§ Source extract:
Polaroids from the Dead: And Other Short Stories
Page 11
One is reminded in a way of Las Vegans, endlessly pumping their life’s dividends into the computer poker units, willfully forgetting their own tired, boring, statistically average personal narratives, narratives so average that they are worthy of self-contempt, in the hope of achieving a random transcendence. Denarrated, like pensioners gambling away their checks somewhere in the nicotine-soaked carpets of Fremont Street, Brentwooders hope to win back their lives, their stories with randomness.
From TV Guide (August 6, 1994, issue, on stands August 4, 1994) cover story:
DOES TV NEWS SNUB GOD?
A profile of Peggy Wehmeyer: “Ninety percent of Americans believe in God, why is this woman the only religion reporter on TV?”
Peggy Wehmeyer, ABC’s hot new religion reporter, starts her day with an hour of exercise, meditation and prayer. “My spirituality has to do with how I live my life,” says the buoyant blonde hired last January by Peter Jennings for World News Tonight’s “American Agenda” segment. “I’m definitely on a spiritual journey, but my church is not the focal point.”
There is a blurring of denominations and attitudes in Brentwood. At one point in the late 1980s and early 1990s, Christians and Jews in Brentwood, Santa Monica and nearby Mar Vista shared the same Mar Vista church building. The L.A. Times reports: “the indoor crosses are covered up for the Jewish services and the Torah scrolls required for the weekly reading from the Hebrew Scriptures are stored in an ark on wheels.”
A sense of spiritual communality based on a ZIP code is truly an act of faith, and so perhaps a broader definition of faith is called for here. Let faith represent the location in which we, as citizens, locate our faith for a better tomorrow—what one believes in as opposed to what one merely wants to get.
Brentwoodians basically agree on good infrastructure, good land values, high security, goodwill toward neighbors (up to a point, after which social atomization sets in), the rewards of rational behavior and increasingly, the payoff of random jackpots.
Henry Gris/FPG
Brentwood’s mood is noir, that particularly Los Angeles phenomenon. One definition of noir (again, from Mike Davis’s City of Quartz) is of “the moral phenomenology of the depraved or ruined middle classes.” Is it possible to see Brentwood as the municipal embodiment of the crisis of secularism?
HOUSE OF WORSHIP TALLY
Synagogues 4
Christian 2
Christian Science 2
On Sunday mornings at Bel Air Presbyterian on Mulholland Drive, the other side of the street from Brentwood’s northern edge: white-gloved, tan-shirted, brown-pantsed LAPD officers guiding the crush of traffic in and around the church. Infrastructure meets the transcendental.
Driving down San Vicente, past five kilometers of coral trees (erythrina caffra) planted in the center median, one realizes that this is the land of the fatted calf, the secular nirvana, the citizens of whom Bennie and the Jets invoked to “plug into the faithless.”
Psychology Today (July/August 1994) cover story:
ON THE ROAD TO HAPPINESS: WHAT IT IS, WHO HAS IT, AND HOW TO GET THERE
Reports Ed Diener, Ph.D., U. of Illinois, “Put simply, frequent positive experiences are both necessary and sufficient to produce the state we call happiness, whereas random [my italics] intense experiences are not.”

§ Exercise directions: Which publications does the Brentwood extract quote or cite as sources? List all of them.

§ Given data:
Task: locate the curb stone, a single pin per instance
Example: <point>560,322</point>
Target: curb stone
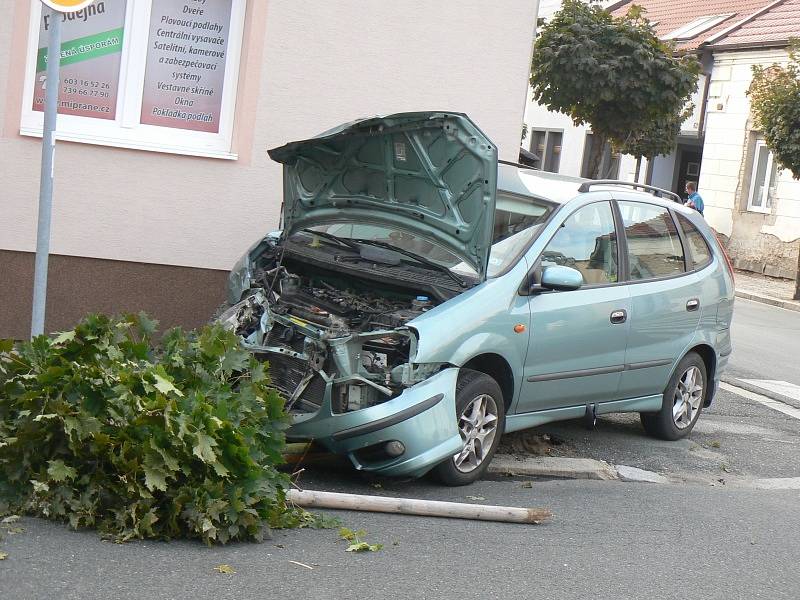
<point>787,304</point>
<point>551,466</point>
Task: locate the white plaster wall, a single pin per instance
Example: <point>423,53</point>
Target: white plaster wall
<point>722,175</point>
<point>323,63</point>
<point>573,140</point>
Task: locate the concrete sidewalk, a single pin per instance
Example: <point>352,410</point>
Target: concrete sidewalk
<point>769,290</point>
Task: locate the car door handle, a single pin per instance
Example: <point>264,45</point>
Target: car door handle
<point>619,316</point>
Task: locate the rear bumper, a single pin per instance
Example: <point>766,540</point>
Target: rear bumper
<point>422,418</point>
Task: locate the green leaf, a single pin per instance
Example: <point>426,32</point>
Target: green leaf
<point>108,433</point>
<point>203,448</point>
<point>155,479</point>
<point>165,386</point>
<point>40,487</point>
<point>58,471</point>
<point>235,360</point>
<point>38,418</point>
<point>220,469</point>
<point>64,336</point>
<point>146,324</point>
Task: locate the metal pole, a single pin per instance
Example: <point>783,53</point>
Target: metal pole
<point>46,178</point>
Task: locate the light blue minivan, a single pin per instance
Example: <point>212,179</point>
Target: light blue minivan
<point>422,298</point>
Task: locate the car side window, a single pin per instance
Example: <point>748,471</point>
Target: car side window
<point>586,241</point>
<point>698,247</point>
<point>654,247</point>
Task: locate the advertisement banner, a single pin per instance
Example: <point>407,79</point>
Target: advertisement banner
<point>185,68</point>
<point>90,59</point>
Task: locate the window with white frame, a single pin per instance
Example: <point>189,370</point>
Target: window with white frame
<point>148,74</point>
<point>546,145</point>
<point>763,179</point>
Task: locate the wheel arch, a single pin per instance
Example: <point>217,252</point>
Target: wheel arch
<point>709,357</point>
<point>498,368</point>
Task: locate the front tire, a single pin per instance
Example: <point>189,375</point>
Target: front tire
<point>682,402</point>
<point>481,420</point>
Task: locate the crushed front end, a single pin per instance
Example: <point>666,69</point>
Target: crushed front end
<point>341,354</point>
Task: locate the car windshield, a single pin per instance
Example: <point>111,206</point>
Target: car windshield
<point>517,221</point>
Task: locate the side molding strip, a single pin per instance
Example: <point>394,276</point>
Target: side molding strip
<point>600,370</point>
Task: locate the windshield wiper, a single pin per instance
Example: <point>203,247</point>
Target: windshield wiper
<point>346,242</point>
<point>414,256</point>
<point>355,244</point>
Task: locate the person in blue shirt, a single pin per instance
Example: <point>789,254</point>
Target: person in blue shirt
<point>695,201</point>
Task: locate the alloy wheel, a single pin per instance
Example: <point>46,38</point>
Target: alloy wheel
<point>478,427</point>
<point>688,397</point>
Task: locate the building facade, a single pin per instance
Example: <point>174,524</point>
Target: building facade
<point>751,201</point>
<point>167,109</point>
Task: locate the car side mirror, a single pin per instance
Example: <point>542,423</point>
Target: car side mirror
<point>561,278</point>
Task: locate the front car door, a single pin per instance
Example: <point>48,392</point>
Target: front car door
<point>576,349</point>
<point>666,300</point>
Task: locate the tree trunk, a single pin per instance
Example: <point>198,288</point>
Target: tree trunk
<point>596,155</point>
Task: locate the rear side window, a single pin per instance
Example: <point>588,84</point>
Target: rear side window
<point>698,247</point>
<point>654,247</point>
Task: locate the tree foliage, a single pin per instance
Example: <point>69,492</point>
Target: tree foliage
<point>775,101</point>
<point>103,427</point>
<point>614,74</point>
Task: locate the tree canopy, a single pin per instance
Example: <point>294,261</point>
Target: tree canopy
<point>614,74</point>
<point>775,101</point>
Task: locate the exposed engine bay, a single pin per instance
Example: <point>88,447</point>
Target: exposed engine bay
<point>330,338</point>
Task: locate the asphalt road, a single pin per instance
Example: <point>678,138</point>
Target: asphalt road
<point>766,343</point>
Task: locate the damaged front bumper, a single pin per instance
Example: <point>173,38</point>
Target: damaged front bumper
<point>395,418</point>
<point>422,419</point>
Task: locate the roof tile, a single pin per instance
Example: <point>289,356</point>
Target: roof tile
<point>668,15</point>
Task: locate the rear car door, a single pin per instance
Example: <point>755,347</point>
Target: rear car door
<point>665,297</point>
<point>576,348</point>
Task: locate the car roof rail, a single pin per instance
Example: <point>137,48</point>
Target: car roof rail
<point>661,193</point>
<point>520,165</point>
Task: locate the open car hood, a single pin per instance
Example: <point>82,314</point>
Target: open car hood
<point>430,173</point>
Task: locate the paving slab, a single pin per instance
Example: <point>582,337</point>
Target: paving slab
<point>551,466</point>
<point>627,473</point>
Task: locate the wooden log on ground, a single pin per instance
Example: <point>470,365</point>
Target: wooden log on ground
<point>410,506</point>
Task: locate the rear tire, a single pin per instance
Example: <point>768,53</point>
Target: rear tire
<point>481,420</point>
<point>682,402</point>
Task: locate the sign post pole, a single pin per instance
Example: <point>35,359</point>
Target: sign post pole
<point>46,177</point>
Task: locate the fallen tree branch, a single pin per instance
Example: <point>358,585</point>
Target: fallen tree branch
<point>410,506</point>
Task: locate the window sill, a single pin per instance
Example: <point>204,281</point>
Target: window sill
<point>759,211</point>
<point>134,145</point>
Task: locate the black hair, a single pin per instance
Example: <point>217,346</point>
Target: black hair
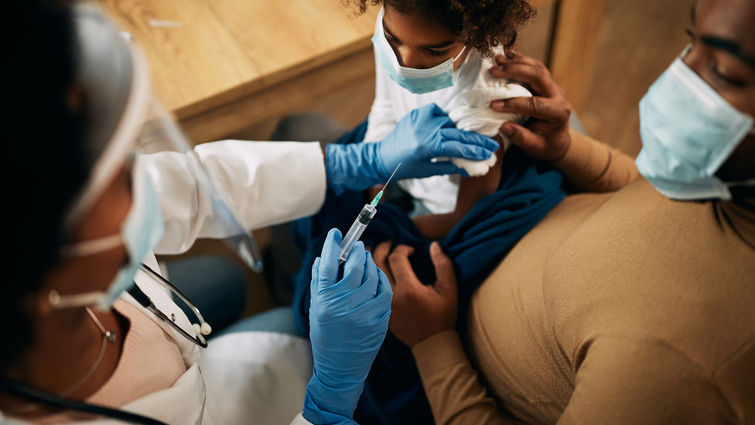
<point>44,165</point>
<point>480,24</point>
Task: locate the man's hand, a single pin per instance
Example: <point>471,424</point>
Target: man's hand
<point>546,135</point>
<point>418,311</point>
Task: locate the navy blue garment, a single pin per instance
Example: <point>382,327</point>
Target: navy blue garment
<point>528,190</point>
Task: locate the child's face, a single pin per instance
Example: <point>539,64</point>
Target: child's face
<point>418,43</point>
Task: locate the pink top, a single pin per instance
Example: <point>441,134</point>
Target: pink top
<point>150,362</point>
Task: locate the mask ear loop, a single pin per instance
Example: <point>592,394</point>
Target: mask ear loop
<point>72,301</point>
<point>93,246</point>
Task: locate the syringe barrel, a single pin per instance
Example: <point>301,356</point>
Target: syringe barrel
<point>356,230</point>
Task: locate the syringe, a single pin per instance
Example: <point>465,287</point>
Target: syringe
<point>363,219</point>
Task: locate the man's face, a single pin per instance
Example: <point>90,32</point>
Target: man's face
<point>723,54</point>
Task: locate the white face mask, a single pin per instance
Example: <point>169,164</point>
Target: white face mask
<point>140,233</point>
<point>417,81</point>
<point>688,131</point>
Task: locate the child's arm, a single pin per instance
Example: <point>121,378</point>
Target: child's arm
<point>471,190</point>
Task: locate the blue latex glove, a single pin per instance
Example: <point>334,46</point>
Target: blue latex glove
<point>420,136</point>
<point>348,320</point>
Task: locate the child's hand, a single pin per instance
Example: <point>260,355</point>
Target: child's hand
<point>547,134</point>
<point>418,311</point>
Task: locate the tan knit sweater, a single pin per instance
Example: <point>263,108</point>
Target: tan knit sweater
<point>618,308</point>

* * *

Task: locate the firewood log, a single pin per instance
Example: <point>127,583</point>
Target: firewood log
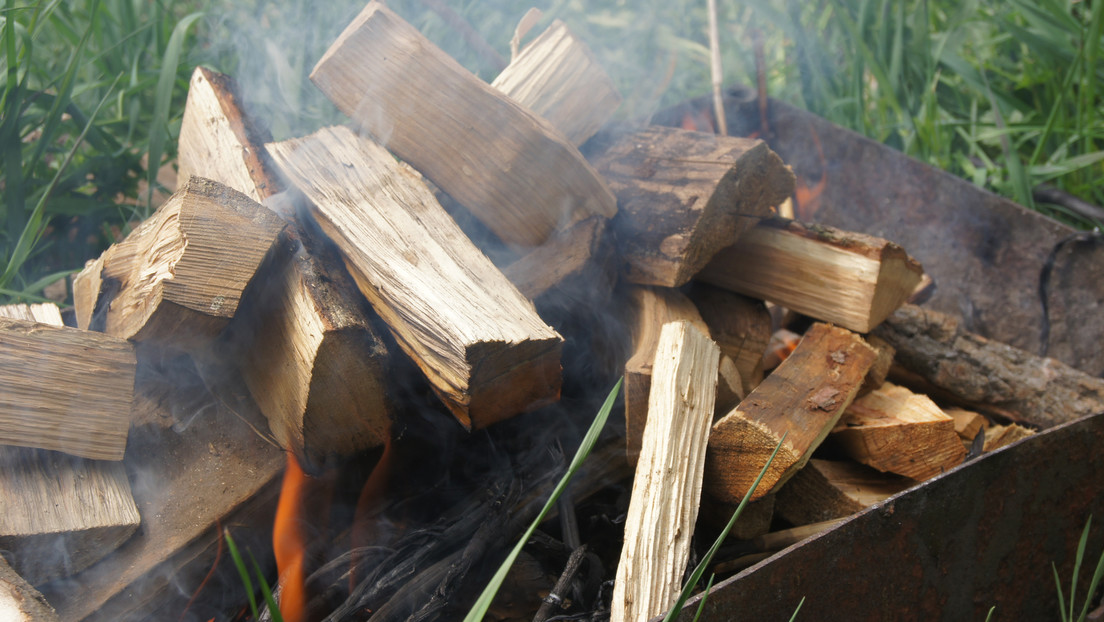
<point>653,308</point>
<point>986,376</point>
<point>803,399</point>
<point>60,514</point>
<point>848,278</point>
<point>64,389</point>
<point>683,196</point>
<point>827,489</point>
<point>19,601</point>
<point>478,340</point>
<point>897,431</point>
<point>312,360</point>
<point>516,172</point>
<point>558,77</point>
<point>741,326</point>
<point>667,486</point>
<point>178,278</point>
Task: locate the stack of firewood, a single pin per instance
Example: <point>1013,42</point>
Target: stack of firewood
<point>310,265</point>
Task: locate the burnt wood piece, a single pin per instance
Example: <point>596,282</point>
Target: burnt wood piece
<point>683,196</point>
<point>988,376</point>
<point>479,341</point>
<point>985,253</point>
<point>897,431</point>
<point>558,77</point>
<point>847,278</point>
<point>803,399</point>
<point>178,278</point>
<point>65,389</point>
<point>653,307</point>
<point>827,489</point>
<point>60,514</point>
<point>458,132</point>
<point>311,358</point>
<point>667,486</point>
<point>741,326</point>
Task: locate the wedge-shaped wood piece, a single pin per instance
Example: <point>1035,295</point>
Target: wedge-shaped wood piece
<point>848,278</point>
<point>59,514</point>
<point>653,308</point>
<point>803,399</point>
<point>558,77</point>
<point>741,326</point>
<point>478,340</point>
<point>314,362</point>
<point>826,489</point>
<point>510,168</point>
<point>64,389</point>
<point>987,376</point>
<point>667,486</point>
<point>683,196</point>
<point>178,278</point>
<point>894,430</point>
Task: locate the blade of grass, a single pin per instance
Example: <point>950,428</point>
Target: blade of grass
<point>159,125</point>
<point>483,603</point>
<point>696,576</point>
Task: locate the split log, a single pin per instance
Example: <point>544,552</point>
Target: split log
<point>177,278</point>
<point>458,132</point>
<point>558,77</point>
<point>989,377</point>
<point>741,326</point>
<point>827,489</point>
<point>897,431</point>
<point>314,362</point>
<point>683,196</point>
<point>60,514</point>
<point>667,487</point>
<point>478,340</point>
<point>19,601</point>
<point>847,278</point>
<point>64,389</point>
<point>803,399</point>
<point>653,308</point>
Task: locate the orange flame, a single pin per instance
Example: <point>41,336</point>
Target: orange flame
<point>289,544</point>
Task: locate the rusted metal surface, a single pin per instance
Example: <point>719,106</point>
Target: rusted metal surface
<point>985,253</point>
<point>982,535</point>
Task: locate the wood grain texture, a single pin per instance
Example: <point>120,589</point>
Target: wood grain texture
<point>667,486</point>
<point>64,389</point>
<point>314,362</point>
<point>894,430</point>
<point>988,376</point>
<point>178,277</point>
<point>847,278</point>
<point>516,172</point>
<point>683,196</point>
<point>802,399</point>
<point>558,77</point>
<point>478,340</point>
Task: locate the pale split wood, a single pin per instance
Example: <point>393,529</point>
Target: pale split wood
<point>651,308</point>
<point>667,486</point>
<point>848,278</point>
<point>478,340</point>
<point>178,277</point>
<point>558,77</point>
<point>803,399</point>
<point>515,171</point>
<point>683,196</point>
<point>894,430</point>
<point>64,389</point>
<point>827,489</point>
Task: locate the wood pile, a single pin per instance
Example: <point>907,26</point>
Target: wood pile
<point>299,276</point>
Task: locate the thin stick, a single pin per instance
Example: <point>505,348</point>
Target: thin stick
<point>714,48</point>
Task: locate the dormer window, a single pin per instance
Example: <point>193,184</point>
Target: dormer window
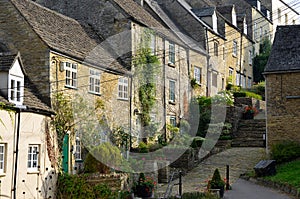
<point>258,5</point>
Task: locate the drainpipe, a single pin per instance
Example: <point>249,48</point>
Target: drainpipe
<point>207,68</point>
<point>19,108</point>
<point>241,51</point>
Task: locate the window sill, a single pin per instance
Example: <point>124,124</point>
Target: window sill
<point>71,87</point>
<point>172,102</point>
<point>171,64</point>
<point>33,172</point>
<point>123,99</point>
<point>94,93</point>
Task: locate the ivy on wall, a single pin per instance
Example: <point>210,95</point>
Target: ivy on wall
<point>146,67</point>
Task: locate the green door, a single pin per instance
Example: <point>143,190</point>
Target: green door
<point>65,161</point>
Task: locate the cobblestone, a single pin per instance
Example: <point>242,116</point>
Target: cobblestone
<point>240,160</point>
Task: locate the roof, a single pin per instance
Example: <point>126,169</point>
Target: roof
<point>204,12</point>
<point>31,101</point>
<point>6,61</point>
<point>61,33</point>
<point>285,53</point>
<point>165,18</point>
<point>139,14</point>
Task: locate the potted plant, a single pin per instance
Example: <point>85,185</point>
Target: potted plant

§ Result of this task:
- TV Guide
- The L.A. Times
- City of Quartz (Mike Davis)
- Psychology Today